§ EXCERTO FORNECIDO:
* * *

Escatológico ou não, seja pela quantidade de vezes que relata os seus episódios fecais, seja pelas preocupações que a se abeirou sobre o fim do mundo e ideias de pós-fim de mundo, por motivos de doença e ambiente pandémico, o que e certo é que «O Quarto do bebé» de Anabela Mota Ribeiro é um registo diarístico peculiar, sem friso cronológico definido e que tanto disserta sobre a banalidade e a mesmice do dia-a-dia como tece comentários e preocupações de teor mais intelectual, deixando o leitor sem saber muito bem o que vai encontrar ao virar de cada página. Uma coisa é certa. O medo.
"Escrever é fazer pão. É dar uma forma ao medo, torná-lo comestível, ser capa de o cuspir."
E em confinamento, pandemia, doença e incerteza, o medo foi companheiro de muitas horas, nas horas de todos nós. "A raiz deste medo é diferente da raiz do medo do que é incognoscível. Ainda que seja sempre medo. Um solo diferente que dá pedras semelhantes. Lá no fundo, na ramificação, talvez deem as mãos." Tal como as pedras, o medo assume diversas formas, sempre exigentes. Duras. Escrever foi uma forma de combater o medo. Escrever e limpar. Limpar e escrever. Reescrever. Limpar. Mas limpar o quê? O medo e o passado?
A descrição dos factos destes dias, um dia, vai constituir um dialeto do isolamento. Uma linguagem que só pertence a este contexto, que só nós, que vivemos o medo de morrer e o horror da desesperança, dominamos com proficiência."
Talvez esta possa ser uma resposta ou um roteiro de leitura. Um diário-prova dos factos. Uma limpeza do medo e do passado das que deixa rasto, embora limpo, arrumado, datado e acedido apenas pelo acto de ler. Contraditório. Como tudo no ser humano, especialmente quando o medo estica as ramificações a um futuro (ou passado) longínquo, como a solidão e a orfandade de ser só cinzas, corpo sem descendência, camada de pó que ninguém vá visitar. E oscila entre a não-maternidade própria, real e a orfandade nascida no abuso que foi a colonização, dando uma perspectiva que não se ouve muitas vezes.

* * *

§ DADOS DE ENTRADA:
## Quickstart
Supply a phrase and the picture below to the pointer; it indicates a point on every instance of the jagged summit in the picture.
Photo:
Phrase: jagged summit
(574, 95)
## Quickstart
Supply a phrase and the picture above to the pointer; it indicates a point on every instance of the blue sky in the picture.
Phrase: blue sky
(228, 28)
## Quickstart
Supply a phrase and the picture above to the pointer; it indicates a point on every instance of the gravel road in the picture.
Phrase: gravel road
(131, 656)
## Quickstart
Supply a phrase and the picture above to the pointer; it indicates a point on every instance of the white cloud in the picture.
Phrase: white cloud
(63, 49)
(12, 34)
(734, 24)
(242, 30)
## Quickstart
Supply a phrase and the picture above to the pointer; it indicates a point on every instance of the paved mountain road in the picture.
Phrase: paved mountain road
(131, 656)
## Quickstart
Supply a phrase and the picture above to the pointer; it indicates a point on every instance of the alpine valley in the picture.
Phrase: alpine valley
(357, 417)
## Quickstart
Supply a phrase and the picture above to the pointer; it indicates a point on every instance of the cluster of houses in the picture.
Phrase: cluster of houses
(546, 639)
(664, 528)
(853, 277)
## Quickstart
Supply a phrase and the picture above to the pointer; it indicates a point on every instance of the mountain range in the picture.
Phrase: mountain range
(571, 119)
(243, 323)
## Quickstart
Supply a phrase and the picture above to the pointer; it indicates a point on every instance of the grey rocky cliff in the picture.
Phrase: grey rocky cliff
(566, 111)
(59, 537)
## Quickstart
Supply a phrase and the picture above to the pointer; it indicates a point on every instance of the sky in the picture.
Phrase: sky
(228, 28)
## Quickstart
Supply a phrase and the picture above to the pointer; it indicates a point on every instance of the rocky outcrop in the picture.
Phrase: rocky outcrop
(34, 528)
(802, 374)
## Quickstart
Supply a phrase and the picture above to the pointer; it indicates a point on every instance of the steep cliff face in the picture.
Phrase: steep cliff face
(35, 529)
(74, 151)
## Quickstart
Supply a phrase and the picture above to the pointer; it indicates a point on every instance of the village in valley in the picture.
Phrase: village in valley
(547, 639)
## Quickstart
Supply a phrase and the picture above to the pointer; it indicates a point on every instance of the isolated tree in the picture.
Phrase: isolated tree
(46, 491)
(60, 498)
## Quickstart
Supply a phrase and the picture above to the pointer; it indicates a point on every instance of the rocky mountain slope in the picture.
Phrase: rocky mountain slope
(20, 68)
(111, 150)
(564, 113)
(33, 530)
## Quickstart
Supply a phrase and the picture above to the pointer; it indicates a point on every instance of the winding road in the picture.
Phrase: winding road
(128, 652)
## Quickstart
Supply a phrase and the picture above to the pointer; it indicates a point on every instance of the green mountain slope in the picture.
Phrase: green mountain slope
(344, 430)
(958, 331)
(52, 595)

* * *

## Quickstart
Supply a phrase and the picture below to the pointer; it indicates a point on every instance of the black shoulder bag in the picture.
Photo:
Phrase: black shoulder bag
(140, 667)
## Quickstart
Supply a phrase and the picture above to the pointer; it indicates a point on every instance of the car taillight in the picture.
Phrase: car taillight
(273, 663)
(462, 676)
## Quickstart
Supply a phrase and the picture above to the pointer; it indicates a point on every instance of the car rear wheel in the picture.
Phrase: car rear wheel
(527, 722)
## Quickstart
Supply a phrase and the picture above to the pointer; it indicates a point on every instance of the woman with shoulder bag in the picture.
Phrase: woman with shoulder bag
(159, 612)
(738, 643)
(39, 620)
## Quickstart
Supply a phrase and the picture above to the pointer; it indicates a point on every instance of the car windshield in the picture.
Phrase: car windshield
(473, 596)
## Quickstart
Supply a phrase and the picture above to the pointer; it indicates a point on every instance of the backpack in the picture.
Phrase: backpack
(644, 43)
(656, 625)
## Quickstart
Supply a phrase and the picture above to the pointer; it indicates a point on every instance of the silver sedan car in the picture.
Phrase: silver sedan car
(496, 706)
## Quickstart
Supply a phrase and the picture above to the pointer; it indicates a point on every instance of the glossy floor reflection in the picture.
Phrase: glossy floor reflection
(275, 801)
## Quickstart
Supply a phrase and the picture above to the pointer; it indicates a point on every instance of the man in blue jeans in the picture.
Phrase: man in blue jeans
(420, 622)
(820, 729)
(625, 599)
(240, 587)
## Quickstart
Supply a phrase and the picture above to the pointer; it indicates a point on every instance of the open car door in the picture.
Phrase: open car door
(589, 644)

* * *

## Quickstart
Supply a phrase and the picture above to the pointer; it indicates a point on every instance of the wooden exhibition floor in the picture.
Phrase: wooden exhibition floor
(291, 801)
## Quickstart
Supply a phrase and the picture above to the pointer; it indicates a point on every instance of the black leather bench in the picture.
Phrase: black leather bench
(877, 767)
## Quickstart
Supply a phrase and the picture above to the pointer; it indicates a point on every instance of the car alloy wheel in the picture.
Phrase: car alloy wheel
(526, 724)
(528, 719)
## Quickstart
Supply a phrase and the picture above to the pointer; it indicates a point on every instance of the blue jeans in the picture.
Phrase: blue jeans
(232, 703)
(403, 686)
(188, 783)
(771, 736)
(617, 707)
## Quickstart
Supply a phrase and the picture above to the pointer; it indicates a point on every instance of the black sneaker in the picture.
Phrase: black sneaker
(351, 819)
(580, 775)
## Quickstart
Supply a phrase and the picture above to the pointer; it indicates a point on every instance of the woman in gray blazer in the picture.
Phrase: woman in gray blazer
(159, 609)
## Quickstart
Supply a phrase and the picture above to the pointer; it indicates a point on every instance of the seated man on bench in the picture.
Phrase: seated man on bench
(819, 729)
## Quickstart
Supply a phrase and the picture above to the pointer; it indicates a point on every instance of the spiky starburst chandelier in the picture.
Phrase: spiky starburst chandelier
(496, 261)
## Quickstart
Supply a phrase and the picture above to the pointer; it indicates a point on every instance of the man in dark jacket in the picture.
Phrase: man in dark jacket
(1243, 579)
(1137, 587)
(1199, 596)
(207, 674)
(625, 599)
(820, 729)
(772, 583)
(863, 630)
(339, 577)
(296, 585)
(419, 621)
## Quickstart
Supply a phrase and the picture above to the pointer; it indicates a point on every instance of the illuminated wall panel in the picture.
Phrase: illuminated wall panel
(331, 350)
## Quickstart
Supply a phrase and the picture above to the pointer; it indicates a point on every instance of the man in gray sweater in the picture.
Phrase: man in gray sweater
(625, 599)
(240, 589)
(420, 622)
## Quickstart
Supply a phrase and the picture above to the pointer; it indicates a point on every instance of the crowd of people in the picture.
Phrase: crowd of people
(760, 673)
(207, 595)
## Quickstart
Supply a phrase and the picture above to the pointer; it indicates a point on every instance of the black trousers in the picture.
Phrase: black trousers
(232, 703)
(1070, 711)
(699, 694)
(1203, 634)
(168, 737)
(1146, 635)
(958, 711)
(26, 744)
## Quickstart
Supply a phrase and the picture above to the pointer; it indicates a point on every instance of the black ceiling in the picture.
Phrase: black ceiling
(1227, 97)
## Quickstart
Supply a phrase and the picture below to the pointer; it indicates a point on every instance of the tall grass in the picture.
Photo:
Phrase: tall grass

* * *

§ QUESTÕES SOBRE O MATERIAL:
1. Extraia, por favor, do excerto o trecho que vai de "A descrição dos" até "ouve muitas vezes.".
2. Segundo o excerto, quem é a autora de «O Quarto do bebé»?

§ RESPOSTAS POR ITEM:
1.
A descrição dos factos destes dias, um dia, vai constituir um dialeto do isolamento. Uma linguagem que só pertence a este contexto, que só nós, que vivemos o medo de morrer e o horror da desesperança, dominamos com proficiência."
Talvez esta possa ser uma resposta ou um roteiro de leitura. Um diário-prova dos factos. Uma limpeza do medo e do passado das que deixa rasto, embora limpo, arrumado, datado e acedido apenas pelo acto de ler. Contraditório. Como tudo no ser humano, especialmente quando o medo estica as ramificações a um futuro (ou passado) longínquo, como a solidão e a orfandade de ser só cinzas, corpo sem descendência, camada de pó que ninguém vá visitar. E oscila entre a não-maternidade própria, real e a orfandade nascida no abuso que foi a colonização, dando uma perspectiva que não se ouve muitas vezes.

2. Anabela Mota Ribeiro.